**TASK:**
Copy every line of the items below word for word, leaving out the pictures.

**SUPPLIED DATA:**
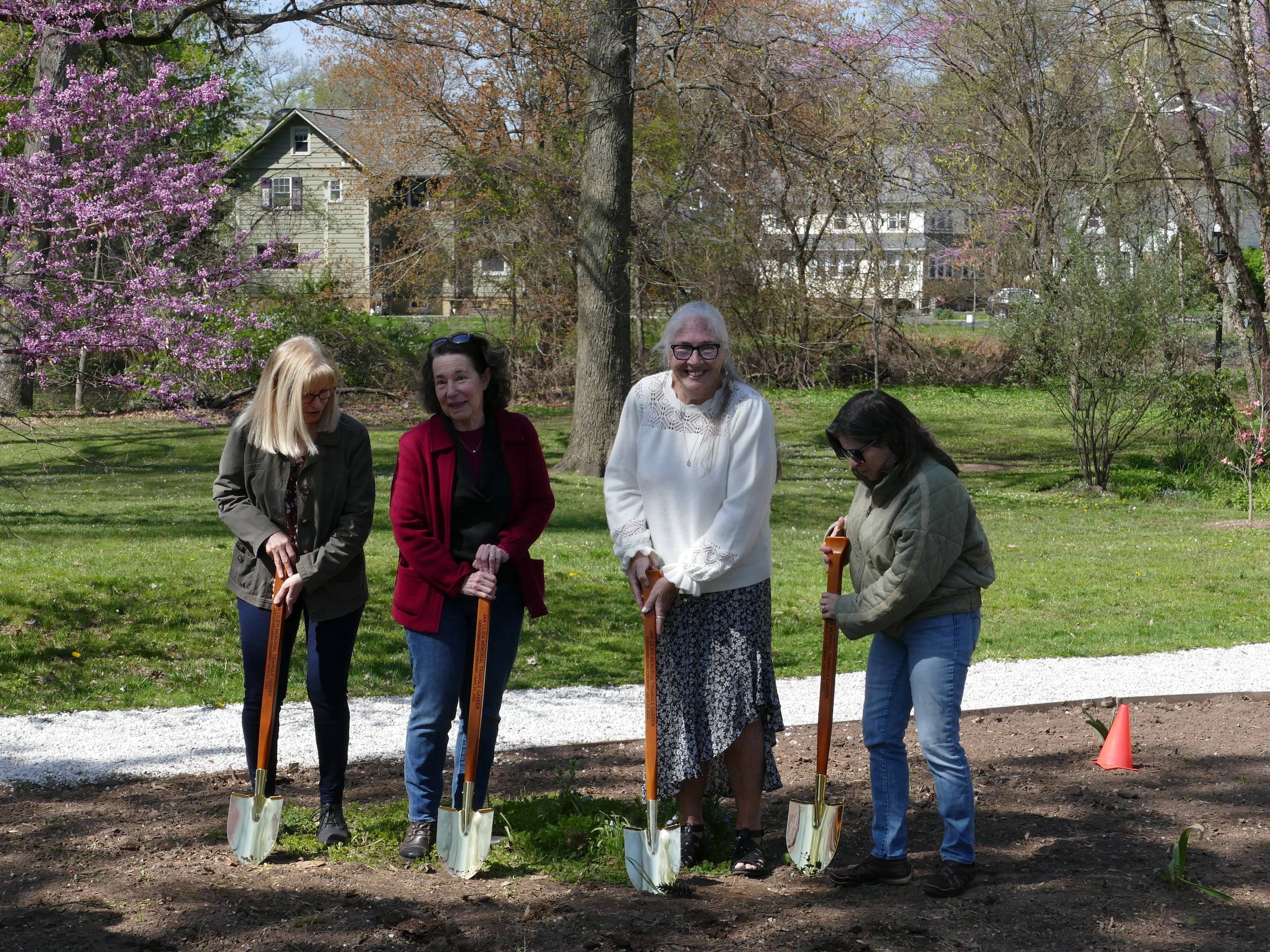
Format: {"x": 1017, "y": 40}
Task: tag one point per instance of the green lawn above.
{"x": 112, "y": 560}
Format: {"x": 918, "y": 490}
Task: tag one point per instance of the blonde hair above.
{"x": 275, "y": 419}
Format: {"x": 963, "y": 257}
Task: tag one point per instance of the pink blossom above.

**EXERCISE SOLUTION:**
Format: {"x": 1017, "y": 40}
Task: tag one point per instance of the green lawn above.
{"x": 112, "y": 560}
Format: {"x": 918, "y": 490}
Task: tag one point per instance of the blonde hair above.
{"x": 275, "y": 419}
Format: {"x": 963, "y": 257}
Task: tag one point per instance of the pink blossom above.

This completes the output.